▶ Task description
Exact copy, no pictures: output all the records that follow.

▶ Records

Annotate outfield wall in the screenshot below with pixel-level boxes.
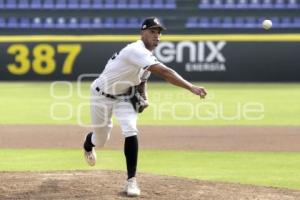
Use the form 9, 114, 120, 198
0, 34, 300, 82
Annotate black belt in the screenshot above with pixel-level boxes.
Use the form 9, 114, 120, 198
95, 87, 129, 99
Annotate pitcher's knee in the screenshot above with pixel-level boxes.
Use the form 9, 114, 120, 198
93, 126, 112, 147
123, 131, 138, 138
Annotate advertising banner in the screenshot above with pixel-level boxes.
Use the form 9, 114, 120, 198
0, 35, 299, 81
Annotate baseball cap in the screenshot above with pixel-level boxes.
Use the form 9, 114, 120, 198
141, 17, 167, 31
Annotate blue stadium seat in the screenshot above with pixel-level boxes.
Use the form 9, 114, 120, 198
128, 0, 139, 8
280, 16, 292, 28
287, 0, 298, 9
31, 0, 42, 9
261, 0, 273, 8
141, 0, 152, 8
93, 0, 104, 8
0, 0, 4, 9
128, 17, 139, 28
274, 0, 286, 8
103, 17, 114, 28
165, 0, 176, 8
104, 0, 115, 8
224, 0, 236, 8
244, 16, 258, 28
19, 18, 30, 28
68, 0, 80, 8
186, 17, 198, 28
211, 0, 223, 8
222, 17, 234, 28
236, 0, 248, 8
6, 0, 17, 8
211, 17, 222, 27
56, 17, 66, 28
91, 17, 102, 28
19, 0, 30, 9
198, 17, 210, 28
153, 0, 164, 8
293, 17, 300, 27
234, 17, 245, 28
56, 0, 67, 9
198, 0, 210, 9
81, 0, 92, 9
0, 17, 5, 28
44, 17, 55, 28
7, 17, 18, 28
68, 17, 79, 28
32, 17, 42, 28
79, 17, 91, 28
43, 0, 55, 9
116, 0, 127, 8
249, 0, 261, 9
115, 17, 127, 28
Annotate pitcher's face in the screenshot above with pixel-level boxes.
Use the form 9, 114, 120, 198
141, 28, 162, 51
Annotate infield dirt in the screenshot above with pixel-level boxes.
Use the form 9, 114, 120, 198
1, 125, 300, 200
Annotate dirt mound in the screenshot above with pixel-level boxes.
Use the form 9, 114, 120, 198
0, 170, 299, 200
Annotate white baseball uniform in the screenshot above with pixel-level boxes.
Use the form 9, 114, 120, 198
90, 40, 160, 147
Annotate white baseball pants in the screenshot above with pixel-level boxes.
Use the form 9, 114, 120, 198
90, 85, 138, 148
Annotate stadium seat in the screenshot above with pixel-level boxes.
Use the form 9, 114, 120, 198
222, 17, 234, 28
19, 18, 30, 28
293, 17, 300, 28
104, 0, 115, 8
274, 0, 286, 8
56, 0, 67, 9
19, 0, 30, 9
198, 0, 210, 9
68, 0, 80, 8
128, 0, 139, 8
236, 0, 248, 8
165, 0, 176, 8
287, 0, 298, 9
81, 0, 92, 9
249, 0, 261, 9
116, 0, 127, 8
91, 17, 102, 28
186, 17, 198, 28
6, 0, 17, 8
224, 0, 236, 8
261, 0, 273, 8
0, 17, 5, 28
141, 0, 152, 8
93, 0, 104, 9
79, 17, 91, 28
234, 17, 245, 28
127, 17, 139, 28
198, 17, 210, 28
44, 17, 55, 28
68, 17, 79, 28
0, 0, 4, 9
115, 17, 127, 28
153, 0, 164, 8
211, 0, 223, 8
56, 17, 66, 28
7, 17, 18, 28
43, 0, 55, 9
31, 17, 42, 28
211, 17, 222, 27
31, 0, 42, 8
280, 16, 292, 28
103, 17, 114, 28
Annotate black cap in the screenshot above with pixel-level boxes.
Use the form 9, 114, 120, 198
141, 17, 166, 31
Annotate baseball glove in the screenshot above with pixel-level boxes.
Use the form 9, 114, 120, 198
130, 81, 149, 113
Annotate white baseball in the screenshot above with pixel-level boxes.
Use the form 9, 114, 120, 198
262, 19, 272, 30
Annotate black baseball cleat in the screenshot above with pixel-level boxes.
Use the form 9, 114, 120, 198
83, 132, 97, 166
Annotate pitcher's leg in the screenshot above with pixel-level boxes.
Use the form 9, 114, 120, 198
114, 100, 140, 196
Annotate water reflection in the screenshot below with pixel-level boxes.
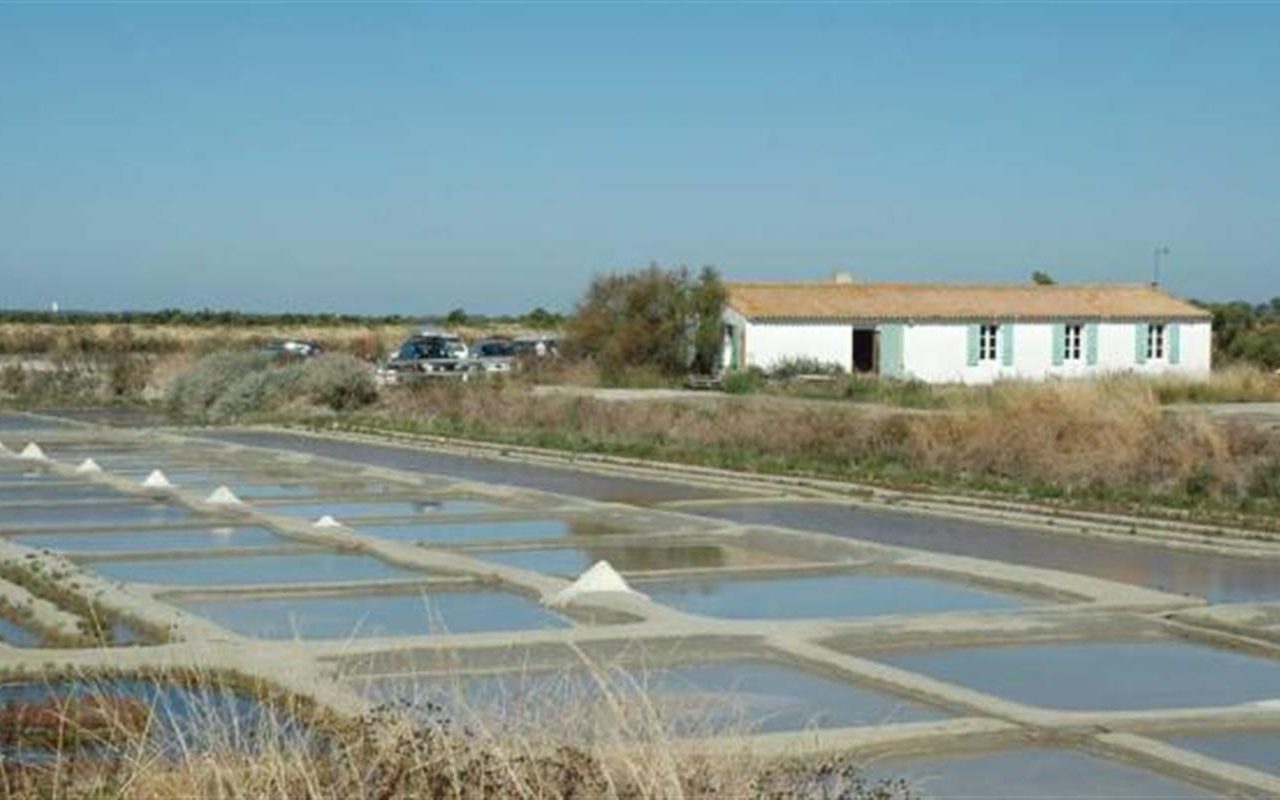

▶ Answer to the problem
Annotate outfield wall in the screenshot below with pixel-level boxes.
Use the form 9, 114, 120, 198
0, 34, 300, 82
Annotate black belt in the screenshot above with pixel-level boxes.
Use the form 9, 114, 120, 198
95, 87, 129, 99
Annotate pitcher's knee in the screenshot above with pixel-level boxes.
Use the form 9, 114, 120, 198
93, 126, 112, 147
123, 131, 138, 138
Annotate advertising banner in the screenshot above with pixel-level boxes.
Use the form 9, 114, 120, 198
0, 35, 299, 81
Annotate baseball cap in the screenshot above with pixel-level boxes.
Use the form 9, 114, 120, 198
141, 17, 167, 31
Annotate blue stadium seat in the screenshot above with pixel-level boxes.
Use the form 9, 114, 120, 198
128, 0, 139, 8
280, 16, 292, 28
287, 0, 298, 9
31, 0, 42, 9
261, 0, 273, 8
141, 0, 152, 8
93, 0, 104, 8
0, 0, 4, 9
128, 17, 139, 28
274, 0, 286, 8
103, 17, 114, 28
165, 0, 176, 8
104, 0, 115, 8
224, 0, 236, 8
244, 16, 258, 28
19, 18, 30, 28
68, 0, 80, 8
186, 17, 198, 28
211, 0, 223, 8
222, 17, 234, 28
236, 0, 248, 8
6, 0, 17, 8
211, 17, 222, 27
56, 17, 66, 28
91, 17, 102, 28
19, 0, 30, 9
198, 17, 210, 28
153, 0, 164, 8
293, 17, 300, 27
234, 17, 245, 28
56, 0, 67, 9
198, 0, 210, 9
81, 0, 92, 9
0, 17, 5, 28
44, 17, 55, 28
7, 17, 18, 28
68, 17, 79, 28
32, 17, 42, 28
79, 17, 91, 28
43, 0, 55, 9
116, 0, 127, 8
249, 0, 261, 9
115, 17, 127, 28
Annotate pitcher's face in the screenshot above with pixel-level boxes.
Use the form 9, 114, 120, 198
141, 28, 162, 51
Annotate infield dirt in the screenshot above with pixel-level boxes.
Use the form 9, 114, 120, 198
1, 125, 300, 200
Annotate dirt mound in the screenshot above with pixel-level boxes.
Use the form 9, 114, 120, 198
0, 170, 299, 200
Annotate white baseball uniform in the screenshot above with pixel-level boxes.
Use the form 9, 114, 120, 198
90, 40, 160, 147
Annotate white baseball pants in the screenshot above with pixel-level boxes.
Use the form 9, 114, 120, 198
90, 85, 138, 148
Annotate stadium seat in the screenshot above with pixel-level boxes.
Use the form 9, 114, 120, 198
222, 17, 234, 28
19, 18, 30, 28
293, 17, 300, 28
104, 0, 115, 8
274, 0, 286, 8
56, 0, 67, 9
19, 0, 30, 9
198, 0, 210, 9
68, 0, 80, 8
128, 0, 139, 8
236, 0, 248, 8
165, 0, 176, 8
287, 0, 298, 9
81, 0, 92, 9
249, 0, 261, 9
116, 0, 127, 8
91, 17, 102, 28
186, 17, 198, 28
6, 0, 17, 8
224, 0, 236, 8
261, 0, 273, 8
0, 17, 5, 28
141, 0, 152, 8
93, 0, 104, 9
79, 17, 91, 28
234, 17, 245, 28
127, 17, 139, 28
198, 17, 210, 28
44, 17, 55, 28
68, 17, 79, 28
0, 0, 4, 9
115, 17, 127, 28
153, 0, 164, 8
211, 0, 223, 8
56, 17, 66, 28
7, 17, 18, 28
43, 0, 55, 9
31, 17, 42, 28
211, 17, 222, 27
31, 0, 42, 8
280, 16, 292, 28
103, 17, 114, 28
Annotate black cap in the screenshot above with pixel-level boxes.
Use the form 9, 114, 120, 198
141, 17, 166, 31
Annotate baseball glove in the screenshot above with pixel-level boxes.
Use the form 9, 114, 120, 198
130, 81, 149, 113
Annotate white baseball in the screenshot above with pixel-level boxes.
Use the form 9, 114, 120, 198
262, 19, 272, 30
Annotate black baseball cleat in the screenshot above with pixel-level boxes.
Use the form 9, 114, 120, 198
83, 132, 97, 166
Annotate pitcher's leg in the screenshot above with pixel-level boxes.
Use the form 9, 114, 120, 198
114, 100, 140, 196
Annotate water reflection in the screenshot below with pixel-level boxes.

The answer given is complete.